- _TEXTO DEL EJERCICIO_
--- --- ---
Nuestra sabiduría es alinearnos con los pensamientos de Dios y tratarla como él la trata. Reconozcamos que ahora somos identificados con la nueva naturaleza y que tenemos el derecho de negar la vieja naturaleza. «Ya no soy yo quien obra así, sino el pecado que habita en mí» (Rom. 7:17). Es la nueva naturaleza que es nuestra verdadera identidad, así como un árbol injertado se identifica con el injerto tan pronto como se hace efectivo.
Dicho esto, es sencillo de manejarla. El jardinero vigila de cerca su árbol injertado. Si el viejo tronco silvestre trata de imponerse y los brotes crecen desde la raíz, los corta sin piedad tan pronto como aparecen. Así, apliquemos la cruz de Cristo como un cuchillo afilado sobre la vieja naturaleza pecaminosa y sus malos frutos.
«Mortificad, pues, vuestros miembros terrenales» (Col. 3:5). Las palabras en itálicas corresponden bastante bien a los brotes del tronco silvestre. El final del versículo 5 y los versículos 8 y 9 aclaran lo que son. Mortificadlas –dad muerte a cada manifestación.
Esto requiere energía espiritual, coraje, una disposición del corazón que no están en nosotros. Debemos simplemente mirar al Señor Jesús y entregarnos sin reservas al cuidado de su Espíritu.
«Si por el Espíritu hacéis morir las obras de la carne, viviréis» (Rom. 8:13).
5 - ¿Es por una gran acción de nuestra propia voluntad que finalmente obtenemos el poder victorioso del Espíritu, o es entregándonos a Dios?
Dejemos que las Escrituras respondan por sí mismas:
«Ofreceos vosotros mismos a Dios como vivos de entre los muertos, y vuestros miembros como instrumentos de justicia» (Rom. 6:13).
«Presentad vuestros miembros como esclavos a la justicia, para santificación» (Rom. 6:19).
«Pero ahora, habiendo sido liberados del pecado, y hechos esclavos de Dios, tenéis vuestro fruto para santificación, y al final, vida eterna» (Rom. 6:22).
Si el poder necesario se obtuviera por una acción de nuestra propia voluntad, sería como un último intento desesperado de conseguir un poco de crédito para la carne en algún lugar, en lugar de condenarla totalmente y dar gloria a Dios.
--- --- ---
- _QUÉ TRABAJAR_
En el texto sobre la vieja y la nueva naturaleza, ¿qué hace el jardinero cuando los brotes crecen desde la raíz del viejo tronco silvestre?

(Datos de expresiones referenciales basadas en fotos)
--- --- ---
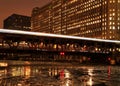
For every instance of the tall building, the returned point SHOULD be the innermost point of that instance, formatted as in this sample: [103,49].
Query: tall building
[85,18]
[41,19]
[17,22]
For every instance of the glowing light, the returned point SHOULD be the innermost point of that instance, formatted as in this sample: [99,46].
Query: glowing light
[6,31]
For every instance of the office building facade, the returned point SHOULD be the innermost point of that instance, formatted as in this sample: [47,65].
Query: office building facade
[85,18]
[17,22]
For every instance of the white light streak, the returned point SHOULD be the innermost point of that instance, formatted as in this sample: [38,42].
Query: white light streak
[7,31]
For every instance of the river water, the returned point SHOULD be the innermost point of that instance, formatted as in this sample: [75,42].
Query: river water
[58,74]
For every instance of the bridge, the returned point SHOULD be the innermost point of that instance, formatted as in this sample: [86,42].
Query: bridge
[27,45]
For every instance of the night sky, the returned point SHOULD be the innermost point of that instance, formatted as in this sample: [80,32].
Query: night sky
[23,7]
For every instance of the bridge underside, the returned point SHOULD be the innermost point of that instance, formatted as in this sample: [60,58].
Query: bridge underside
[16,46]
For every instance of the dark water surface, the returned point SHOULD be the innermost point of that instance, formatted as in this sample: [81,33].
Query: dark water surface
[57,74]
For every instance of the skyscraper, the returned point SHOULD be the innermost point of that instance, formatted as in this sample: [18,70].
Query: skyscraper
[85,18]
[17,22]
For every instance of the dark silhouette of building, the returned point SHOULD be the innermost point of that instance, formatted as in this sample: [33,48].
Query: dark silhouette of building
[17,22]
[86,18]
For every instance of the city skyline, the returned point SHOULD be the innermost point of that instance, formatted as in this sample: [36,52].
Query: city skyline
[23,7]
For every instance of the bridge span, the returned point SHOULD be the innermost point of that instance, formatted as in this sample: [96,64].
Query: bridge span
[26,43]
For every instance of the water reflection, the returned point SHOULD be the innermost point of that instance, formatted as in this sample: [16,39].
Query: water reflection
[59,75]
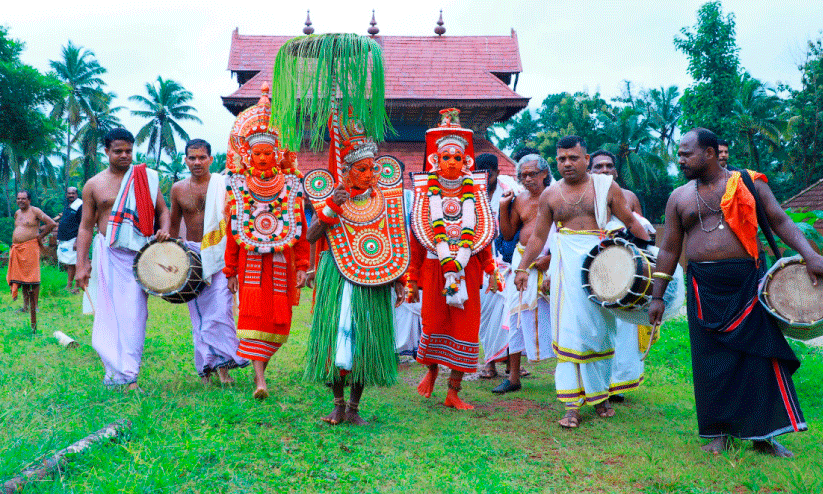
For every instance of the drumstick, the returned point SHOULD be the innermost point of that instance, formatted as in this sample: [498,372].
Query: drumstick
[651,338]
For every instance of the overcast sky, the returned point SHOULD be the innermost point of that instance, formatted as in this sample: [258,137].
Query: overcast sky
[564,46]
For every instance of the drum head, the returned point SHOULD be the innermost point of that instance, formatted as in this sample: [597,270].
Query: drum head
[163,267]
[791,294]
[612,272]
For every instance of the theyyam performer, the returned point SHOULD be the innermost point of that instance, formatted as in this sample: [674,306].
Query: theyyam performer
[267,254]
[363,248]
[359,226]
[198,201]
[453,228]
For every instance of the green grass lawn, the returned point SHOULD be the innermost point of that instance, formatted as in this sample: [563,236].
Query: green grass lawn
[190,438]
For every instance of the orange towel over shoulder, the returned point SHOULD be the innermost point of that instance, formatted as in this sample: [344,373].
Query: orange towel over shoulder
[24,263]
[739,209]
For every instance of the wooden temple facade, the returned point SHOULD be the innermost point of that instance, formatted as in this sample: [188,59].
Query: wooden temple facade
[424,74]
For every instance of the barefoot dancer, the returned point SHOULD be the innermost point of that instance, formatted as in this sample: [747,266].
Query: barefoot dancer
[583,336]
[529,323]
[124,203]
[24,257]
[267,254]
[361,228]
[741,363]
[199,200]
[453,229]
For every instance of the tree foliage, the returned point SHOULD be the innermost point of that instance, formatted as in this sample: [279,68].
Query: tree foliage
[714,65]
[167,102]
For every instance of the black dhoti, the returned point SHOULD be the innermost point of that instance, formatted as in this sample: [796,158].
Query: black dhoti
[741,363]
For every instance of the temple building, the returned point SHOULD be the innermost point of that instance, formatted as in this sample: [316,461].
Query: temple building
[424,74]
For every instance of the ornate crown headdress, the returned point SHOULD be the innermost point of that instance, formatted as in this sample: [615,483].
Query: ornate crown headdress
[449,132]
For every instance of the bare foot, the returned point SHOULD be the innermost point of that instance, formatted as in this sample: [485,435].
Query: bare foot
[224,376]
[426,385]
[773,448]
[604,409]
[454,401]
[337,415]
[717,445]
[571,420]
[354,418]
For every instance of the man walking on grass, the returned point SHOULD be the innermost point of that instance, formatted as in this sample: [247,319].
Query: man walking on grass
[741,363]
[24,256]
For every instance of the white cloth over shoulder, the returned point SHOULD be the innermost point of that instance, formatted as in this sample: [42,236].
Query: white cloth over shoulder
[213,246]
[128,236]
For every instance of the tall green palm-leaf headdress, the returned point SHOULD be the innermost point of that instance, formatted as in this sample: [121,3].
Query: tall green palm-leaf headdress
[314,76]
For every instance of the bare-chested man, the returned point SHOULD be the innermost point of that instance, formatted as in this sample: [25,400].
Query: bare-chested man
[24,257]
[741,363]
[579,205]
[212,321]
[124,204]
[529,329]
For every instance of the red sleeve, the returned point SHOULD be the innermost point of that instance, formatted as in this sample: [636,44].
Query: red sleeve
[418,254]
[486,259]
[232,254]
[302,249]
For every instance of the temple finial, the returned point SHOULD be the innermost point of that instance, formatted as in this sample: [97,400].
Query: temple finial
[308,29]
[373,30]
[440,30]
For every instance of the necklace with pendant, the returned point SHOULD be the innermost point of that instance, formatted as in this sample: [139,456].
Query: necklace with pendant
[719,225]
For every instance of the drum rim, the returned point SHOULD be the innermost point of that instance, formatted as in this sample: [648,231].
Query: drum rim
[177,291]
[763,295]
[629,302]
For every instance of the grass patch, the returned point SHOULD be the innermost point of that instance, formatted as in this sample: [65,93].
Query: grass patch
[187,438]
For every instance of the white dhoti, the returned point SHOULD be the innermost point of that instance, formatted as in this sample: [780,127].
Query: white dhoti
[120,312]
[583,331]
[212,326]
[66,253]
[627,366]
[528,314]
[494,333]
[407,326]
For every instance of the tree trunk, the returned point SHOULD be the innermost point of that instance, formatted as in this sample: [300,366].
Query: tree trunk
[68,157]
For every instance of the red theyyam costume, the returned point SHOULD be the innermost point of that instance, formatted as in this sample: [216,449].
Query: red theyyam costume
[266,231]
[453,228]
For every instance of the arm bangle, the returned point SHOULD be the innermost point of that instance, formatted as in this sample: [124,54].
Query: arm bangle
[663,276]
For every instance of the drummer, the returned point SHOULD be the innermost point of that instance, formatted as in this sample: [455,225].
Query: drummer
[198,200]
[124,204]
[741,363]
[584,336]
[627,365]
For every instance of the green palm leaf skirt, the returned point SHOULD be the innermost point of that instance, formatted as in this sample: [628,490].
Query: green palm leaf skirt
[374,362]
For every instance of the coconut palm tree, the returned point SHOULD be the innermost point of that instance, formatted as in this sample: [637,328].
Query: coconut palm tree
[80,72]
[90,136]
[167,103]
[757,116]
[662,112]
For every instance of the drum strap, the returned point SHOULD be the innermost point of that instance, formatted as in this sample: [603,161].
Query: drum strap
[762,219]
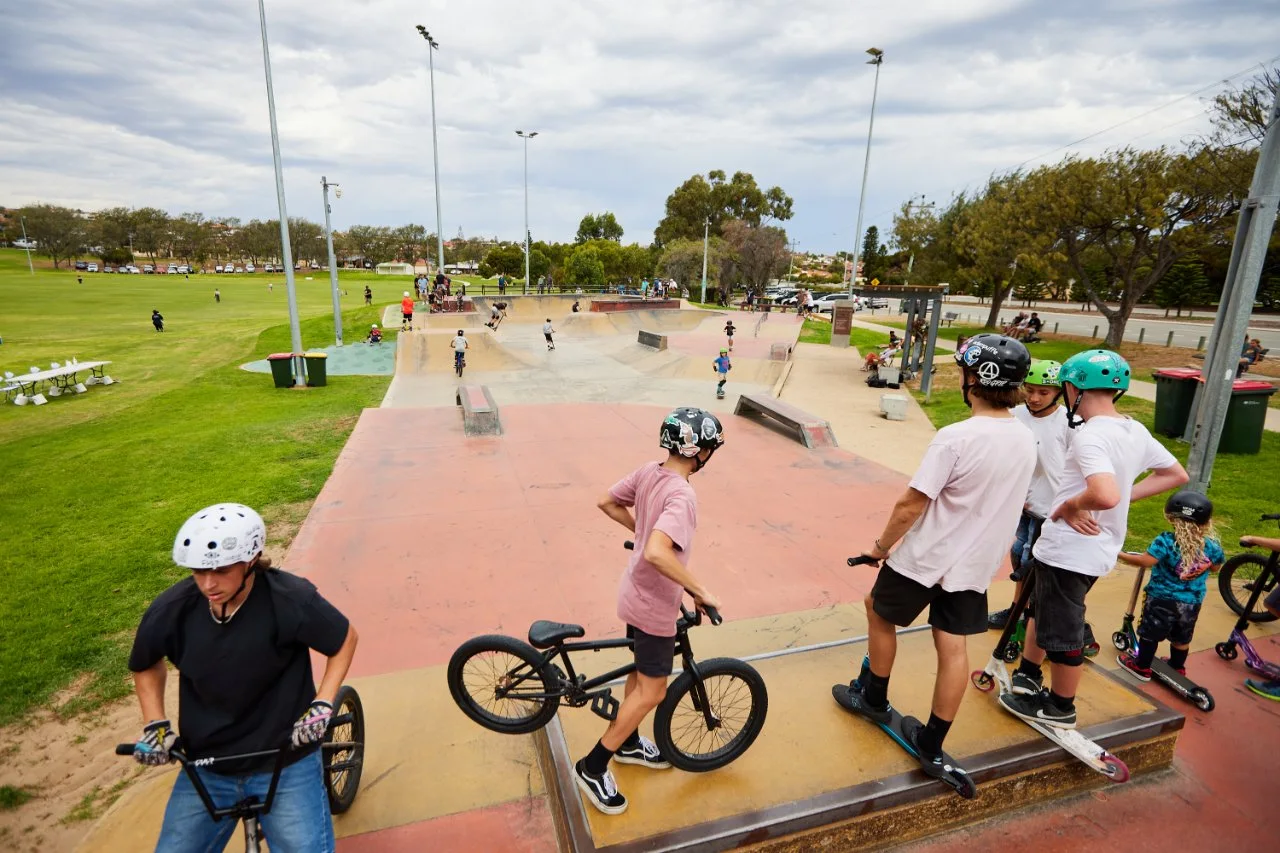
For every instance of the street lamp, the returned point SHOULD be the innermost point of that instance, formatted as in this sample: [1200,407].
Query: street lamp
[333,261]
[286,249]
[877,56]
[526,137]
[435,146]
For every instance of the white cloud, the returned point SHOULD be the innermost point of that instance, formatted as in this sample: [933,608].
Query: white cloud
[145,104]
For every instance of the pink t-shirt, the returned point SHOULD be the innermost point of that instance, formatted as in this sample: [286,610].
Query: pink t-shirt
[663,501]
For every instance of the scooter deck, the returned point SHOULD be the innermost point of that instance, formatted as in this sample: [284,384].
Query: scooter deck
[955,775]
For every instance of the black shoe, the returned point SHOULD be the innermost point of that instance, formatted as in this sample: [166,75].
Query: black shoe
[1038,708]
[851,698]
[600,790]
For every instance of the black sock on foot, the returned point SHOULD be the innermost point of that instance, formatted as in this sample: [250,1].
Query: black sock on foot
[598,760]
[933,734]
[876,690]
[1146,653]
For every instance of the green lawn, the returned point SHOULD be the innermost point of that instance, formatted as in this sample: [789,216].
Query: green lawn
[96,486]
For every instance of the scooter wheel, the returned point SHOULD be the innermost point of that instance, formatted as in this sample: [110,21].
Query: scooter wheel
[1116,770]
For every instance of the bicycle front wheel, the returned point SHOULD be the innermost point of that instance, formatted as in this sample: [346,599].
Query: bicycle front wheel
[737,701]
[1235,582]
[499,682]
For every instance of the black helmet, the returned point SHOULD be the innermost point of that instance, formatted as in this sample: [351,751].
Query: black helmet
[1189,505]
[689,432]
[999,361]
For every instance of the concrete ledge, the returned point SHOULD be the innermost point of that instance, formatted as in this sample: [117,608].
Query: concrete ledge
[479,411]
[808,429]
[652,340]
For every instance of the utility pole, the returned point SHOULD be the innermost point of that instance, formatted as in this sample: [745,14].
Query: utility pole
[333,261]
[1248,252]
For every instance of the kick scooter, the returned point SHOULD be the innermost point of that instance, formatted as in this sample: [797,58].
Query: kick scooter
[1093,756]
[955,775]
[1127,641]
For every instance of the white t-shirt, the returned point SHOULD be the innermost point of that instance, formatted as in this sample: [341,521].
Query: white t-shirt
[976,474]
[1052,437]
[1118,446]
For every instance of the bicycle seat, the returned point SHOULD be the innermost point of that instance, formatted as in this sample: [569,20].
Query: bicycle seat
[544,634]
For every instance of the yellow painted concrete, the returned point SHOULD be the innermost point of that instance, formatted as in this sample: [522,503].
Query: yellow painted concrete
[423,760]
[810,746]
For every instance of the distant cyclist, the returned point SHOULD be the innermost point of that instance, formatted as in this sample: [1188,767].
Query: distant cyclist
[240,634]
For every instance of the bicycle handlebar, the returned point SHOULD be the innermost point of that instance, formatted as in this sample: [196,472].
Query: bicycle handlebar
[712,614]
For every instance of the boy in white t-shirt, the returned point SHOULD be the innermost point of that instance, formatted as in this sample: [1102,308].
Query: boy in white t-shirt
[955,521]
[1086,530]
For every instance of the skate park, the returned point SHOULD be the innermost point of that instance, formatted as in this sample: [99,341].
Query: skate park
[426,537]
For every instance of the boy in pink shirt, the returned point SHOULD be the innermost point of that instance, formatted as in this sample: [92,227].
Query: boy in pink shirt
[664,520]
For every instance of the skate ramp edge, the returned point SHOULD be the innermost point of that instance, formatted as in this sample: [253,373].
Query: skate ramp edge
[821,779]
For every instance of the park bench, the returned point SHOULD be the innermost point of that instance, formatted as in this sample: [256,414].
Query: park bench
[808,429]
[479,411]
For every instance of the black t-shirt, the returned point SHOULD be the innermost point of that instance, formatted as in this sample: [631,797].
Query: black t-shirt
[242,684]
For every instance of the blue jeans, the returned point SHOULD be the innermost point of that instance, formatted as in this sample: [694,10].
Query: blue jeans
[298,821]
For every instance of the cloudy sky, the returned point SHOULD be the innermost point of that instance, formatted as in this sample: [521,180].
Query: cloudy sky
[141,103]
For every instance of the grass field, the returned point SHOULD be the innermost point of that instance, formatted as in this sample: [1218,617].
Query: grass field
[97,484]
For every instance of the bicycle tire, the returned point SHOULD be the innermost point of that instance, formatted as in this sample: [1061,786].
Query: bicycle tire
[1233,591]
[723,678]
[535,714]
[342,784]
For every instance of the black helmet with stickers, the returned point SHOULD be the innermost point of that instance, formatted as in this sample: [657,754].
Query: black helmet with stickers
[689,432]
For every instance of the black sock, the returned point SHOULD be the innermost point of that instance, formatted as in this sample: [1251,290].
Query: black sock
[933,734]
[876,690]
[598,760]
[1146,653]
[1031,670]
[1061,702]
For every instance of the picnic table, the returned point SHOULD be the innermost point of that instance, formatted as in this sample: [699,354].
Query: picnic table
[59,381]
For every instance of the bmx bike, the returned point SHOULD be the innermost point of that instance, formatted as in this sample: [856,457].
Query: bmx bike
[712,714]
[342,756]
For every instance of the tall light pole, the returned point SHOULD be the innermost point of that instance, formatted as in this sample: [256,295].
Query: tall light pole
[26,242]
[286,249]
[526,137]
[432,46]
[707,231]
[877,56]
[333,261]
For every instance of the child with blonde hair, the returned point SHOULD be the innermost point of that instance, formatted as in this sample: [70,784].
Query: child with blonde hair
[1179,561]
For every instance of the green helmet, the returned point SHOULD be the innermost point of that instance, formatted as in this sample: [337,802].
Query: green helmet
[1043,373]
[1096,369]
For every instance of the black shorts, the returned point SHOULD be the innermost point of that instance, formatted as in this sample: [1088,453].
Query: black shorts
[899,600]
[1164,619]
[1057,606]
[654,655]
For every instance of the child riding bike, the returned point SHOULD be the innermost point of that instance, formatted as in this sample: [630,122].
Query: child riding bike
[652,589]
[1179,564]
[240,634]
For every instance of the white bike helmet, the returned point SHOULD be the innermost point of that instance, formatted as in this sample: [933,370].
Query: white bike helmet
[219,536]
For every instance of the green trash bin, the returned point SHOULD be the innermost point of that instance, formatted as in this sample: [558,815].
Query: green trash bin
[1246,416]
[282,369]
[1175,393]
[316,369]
--- --- ---
- _SOLUCIÓN DEL EJERCICIO_
Los corta sin piedad tan pronto como aparecen.